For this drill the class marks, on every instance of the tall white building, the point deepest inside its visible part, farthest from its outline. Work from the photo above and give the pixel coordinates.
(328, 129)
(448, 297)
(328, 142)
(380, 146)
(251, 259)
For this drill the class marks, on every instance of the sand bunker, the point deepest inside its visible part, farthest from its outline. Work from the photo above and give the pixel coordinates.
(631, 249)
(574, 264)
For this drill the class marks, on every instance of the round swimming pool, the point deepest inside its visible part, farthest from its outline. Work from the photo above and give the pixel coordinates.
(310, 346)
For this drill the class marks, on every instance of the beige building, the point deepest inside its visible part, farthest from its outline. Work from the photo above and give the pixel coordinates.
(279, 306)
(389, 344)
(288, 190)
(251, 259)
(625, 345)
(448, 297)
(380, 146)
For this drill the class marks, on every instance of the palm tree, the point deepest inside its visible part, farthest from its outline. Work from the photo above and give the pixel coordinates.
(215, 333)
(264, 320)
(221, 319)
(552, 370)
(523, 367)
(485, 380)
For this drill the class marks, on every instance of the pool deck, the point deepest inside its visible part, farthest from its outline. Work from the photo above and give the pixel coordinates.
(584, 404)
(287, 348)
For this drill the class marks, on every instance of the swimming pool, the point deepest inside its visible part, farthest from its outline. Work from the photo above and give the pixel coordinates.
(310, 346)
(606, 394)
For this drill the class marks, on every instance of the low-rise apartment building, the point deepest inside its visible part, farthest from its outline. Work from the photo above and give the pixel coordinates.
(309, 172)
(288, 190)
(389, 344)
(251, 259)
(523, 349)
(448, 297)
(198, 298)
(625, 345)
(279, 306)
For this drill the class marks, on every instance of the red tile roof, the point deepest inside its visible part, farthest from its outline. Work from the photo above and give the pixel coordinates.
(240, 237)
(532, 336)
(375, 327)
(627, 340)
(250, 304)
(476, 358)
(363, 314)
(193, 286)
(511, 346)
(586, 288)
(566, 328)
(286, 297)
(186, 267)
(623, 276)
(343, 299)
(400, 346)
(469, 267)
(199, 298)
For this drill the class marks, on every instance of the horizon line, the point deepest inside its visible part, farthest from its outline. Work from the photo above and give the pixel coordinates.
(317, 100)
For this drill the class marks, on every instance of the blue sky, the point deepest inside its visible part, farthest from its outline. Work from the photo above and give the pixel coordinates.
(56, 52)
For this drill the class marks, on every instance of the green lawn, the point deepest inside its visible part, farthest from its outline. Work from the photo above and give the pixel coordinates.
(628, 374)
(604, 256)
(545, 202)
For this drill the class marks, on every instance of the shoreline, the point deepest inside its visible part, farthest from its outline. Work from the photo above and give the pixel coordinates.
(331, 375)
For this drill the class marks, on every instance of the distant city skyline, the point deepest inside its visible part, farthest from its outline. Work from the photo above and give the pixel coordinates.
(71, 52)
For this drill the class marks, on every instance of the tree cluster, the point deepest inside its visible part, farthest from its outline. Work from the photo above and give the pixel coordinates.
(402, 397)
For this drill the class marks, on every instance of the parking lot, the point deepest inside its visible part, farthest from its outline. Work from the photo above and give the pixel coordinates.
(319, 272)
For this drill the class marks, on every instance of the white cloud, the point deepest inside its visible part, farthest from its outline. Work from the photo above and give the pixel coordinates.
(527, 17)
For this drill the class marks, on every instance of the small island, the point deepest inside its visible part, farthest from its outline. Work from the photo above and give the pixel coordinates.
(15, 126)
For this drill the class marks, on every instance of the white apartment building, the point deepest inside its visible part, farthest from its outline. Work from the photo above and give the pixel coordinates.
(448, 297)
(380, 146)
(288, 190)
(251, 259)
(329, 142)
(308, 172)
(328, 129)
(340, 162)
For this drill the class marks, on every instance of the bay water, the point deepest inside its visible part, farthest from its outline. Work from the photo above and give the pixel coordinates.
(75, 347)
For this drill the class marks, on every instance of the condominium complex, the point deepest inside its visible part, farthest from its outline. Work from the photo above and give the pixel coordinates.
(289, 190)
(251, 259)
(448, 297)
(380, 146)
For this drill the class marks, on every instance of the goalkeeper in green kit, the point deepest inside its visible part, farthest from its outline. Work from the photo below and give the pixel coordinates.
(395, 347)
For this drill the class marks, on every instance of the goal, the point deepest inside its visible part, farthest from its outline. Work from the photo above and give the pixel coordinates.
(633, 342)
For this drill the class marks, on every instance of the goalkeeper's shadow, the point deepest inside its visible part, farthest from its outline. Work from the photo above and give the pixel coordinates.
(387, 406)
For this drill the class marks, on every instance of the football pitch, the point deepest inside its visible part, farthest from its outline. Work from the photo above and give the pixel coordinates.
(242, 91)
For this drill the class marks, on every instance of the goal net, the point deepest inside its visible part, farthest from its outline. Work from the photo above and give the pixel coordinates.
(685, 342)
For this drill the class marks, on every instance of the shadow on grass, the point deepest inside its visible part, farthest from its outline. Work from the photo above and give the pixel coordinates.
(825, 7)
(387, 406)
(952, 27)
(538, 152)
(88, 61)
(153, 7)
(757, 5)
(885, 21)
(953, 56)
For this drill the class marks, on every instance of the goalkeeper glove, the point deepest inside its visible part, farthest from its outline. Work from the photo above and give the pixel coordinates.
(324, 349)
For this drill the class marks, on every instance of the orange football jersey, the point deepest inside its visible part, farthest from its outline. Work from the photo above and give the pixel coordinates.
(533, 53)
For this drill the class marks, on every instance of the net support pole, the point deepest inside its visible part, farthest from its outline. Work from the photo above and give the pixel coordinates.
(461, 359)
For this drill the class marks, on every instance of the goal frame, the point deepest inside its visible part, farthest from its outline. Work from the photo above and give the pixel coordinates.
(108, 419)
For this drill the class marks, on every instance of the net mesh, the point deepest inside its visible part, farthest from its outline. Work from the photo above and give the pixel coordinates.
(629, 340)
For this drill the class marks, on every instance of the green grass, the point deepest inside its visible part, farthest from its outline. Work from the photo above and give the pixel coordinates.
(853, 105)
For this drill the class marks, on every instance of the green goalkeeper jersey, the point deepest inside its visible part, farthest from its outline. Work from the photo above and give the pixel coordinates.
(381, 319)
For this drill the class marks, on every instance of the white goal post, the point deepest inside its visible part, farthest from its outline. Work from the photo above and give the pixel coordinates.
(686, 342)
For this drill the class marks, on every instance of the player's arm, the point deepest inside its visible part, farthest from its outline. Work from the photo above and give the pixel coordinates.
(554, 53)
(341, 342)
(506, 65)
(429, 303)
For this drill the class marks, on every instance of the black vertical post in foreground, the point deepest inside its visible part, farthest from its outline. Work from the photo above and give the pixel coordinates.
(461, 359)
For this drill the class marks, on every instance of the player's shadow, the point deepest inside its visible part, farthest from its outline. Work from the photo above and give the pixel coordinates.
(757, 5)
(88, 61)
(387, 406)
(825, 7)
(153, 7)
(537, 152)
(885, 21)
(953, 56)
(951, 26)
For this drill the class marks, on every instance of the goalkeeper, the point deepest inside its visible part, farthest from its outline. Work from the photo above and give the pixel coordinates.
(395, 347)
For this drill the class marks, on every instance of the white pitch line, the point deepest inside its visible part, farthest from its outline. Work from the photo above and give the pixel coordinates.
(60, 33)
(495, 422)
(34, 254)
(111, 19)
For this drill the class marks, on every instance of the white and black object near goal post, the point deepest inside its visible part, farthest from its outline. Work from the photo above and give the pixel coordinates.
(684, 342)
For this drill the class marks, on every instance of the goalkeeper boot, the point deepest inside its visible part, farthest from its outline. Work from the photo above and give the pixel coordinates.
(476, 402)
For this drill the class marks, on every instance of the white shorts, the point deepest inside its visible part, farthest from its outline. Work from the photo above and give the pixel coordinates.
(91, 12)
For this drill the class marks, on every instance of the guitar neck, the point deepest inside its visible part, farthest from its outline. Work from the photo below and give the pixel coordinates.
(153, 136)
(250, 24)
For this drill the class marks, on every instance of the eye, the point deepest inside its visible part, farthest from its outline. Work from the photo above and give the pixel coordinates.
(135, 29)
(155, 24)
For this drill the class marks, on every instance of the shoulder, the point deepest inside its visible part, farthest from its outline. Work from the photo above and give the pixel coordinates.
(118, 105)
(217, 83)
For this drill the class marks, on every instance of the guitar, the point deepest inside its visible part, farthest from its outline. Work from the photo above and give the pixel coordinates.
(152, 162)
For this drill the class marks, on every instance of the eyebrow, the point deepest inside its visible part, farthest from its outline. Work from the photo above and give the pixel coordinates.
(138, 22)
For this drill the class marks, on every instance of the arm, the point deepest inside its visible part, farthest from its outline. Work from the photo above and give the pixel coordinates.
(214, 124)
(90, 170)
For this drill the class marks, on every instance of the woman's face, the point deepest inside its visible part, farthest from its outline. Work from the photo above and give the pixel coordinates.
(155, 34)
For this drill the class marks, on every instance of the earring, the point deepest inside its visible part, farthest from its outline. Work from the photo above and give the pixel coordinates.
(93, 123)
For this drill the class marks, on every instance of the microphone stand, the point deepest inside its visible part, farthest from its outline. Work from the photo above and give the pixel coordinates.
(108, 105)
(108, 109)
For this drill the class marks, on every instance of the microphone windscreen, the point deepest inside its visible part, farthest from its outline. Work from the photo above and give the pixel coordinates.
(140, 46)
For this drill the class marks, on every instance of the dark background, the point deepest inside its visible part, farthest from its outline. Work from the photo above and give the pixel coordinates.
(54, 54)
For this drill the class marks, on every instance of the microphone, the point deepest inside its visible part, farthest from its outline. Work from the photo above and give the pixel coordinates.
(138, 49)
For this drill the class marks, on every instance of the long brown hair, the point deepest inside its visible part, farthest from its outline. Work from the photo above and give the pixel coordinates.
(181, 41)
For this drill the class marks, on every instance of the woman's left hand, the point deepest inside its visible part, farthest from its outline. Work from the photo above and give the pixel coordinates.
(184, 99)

▶ Problem to solve
Repeat exactly the lines above, starting with the line that contains "the earring, the" and ending with the last line, both included, and nothing else.

▶ Solution to the problem
For this drill the class marks, on every instance of the earring, the point deepest inside its visible part, farthest from its outline. Work from the photo above and give the pixel coordinates.
(93, 123)
For this drill the class marks, on every instance of the microphone stand, the point deepest inside its visible part, farthest from its outline. Work from the photo above and give the pixel coordinates.
(108, 105)
(108, 109)
For this drill the class marks, on every instance of the microphone windscreen, the point deepest inside its visible part, farthest from its outline. Work from the photo above and give the pixel coordinates.
(140, 46)
For this drill the class marks, on every instance of the dark background, the point deepest inside its visible part, farthest from its outline. Work from the photo above and give the pixel coordinates.
(54, 54)
For this drill the class marks, on every instance of the microphone, the point deepest inside its visible part, farthest from its outline. Work from the photo above and give the pixel coordinates.
(138, 49)
For this drill the class marks, on every instance of the long brown hair, the point deepest inside its visible part, farthest from its outline. Work from the photo above and give the pixel coordinates.
(181, 41)
For this drill the class marks, on every instance of the woman's left hand, the point deepest inside its visible part, farthest from its outline. Work from the photo above and give the pixel coordinates.
(184, 99)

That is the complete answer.